### Supplied text:
—————
Sunday, April 29, 2007

Biography and Professional Vita - Dr. Mikel Harry

Now we have for you the Biography and Professional Vita of Dr. Mikel Harry who is regarded as the Father of Six Sigma, Please go through the Biography of this Great Man.

Mikel J. Harry

Ph.D., Arizona State University, 1984
M.A., Ball State University, 1981
B.S., Ball State University, 1973

Dr. Harry has been widely recognized and cited in many publications as the principle architect of Six Sigma and the world's leading authority within this field. His most recent book entitled Six Sigma: The Management Strategy Revolutionizing the World's Top Corporations has been on the "best seller list" of the Wall Street Journal, Business Week, and Amazon.com. He has consulted to many of the world's top CEOs and has been a featured guest on such television programs as the NBC show "Power Lunch." In addition, he has been distinguished by Arizona State University with the 2002 Engineering Excellence Award for superb achievements in the engineering profession and notable contributions to society. At the present time, Dr. Harry is President and COB of the Six Sigma Management Institute.

As founder of the Six Sigma Academy in 1994, he served as a board member and chief executive officer. In addition, he has served on the Board-of-Directors for the International Statistics Application Institute and the International Design Institute, Singapore. Dr. Harry was employed by Asea Brown Boveri and served as Corporate Vice President, Quality Systems Deployment. As such, he was directly responsible for the global leadership, implementation, and deployment of Six Sigma at ABB. His activity was focused on the creation of world-class levels of improvement in product quality, performance, producibility, and cost.
—————
### Exercise task A:
Pull out every line in the entries below that contains the string "green", matching case exactly.

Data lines
—————
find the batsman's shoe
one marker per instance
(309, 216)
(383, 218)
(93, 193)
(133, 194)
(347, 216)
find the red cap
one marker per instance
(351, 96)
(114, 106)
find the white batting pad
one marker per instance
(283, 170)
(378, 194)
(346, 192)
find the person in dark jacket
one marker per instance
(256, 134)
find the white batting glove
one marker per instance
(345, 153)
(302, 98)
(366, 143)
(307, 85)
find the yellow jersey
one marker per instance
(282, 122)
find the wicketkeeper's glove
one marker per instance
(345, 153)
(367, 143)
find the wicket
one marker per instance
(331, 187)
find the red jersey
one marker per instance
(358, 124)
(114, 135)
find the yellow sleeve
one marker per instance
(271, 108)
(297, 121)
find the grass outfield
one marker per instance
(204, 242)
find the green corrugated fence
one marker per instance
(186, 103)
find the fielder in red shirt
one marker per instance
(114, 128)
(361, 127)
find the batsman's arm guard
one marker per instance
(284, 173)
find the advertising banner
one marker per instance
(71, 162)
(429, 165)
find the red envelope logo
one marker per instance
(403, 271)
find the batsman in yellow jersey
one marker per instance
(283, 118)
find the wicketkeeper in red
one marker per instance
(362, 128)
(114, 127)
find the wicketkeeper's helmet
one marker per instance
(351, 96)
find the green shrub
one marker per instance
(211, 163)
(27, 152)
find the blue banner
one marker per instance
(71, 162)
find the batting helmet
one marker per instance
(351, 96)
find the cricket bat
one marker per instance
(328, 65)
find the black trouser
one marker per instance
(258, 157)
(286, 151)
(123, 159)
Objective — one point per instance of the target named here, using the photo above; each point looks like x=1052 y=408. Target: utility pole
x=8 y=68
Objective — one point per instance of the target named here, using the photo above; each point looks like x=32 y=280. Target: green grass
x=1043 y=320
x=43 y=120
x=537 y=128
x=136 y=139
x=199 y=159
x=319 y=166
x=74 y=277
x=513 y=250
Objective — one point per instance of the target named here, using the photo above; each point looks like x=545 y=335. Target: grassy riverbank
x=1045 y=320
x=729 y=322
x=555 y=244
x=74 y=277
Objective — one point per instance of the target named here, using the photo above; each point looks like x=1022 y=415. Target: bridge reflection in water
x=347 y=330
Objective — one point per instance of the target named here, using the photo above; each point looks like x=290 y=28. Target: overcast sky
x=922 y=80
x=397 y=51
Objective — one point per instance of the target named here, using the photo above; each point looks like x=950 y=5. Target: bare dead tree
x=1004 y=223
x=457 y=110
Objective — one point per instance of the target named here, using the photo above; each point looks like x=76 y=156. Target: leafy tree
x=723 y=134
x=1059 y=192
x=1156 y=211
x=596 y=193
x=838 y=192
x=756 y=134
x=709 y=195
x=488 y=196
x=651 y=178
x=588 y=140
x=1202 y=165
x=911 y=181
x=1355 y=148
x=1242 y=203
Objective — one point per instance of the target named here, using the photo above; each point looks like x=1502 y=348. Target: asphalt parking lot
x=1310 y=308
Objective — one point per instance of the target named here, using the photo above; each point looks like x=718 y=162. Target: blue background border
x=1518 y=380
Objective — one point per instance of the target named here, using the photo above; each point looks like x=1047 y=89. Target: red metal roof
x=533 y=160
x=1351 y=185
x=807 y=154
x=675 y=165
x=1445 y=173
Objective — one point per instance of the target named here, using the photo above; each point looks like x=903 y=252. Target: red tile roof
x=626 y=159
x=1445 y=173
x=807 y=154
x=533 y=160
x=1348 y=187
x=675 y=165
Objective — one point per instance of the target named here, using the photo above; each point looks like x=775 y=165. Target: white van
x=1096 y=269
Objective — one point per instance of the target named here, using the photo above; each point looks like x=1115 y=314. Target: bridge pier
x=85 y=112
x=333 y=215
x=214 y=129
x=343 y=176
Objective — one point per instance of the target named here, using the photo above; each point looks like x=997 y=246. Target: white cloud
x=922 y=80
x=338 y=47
—————
### Exercise task B:
According to the biography above, in what year did Dr. Harry found the Six Sigma Academy?

### Expected answer A:
find the green corrugated fence
find the green shrub
Objective — one point per instance of the target named here, using the photo above; each point looks like x=32 y=280. Target: green grass

### Expected answer B:
1994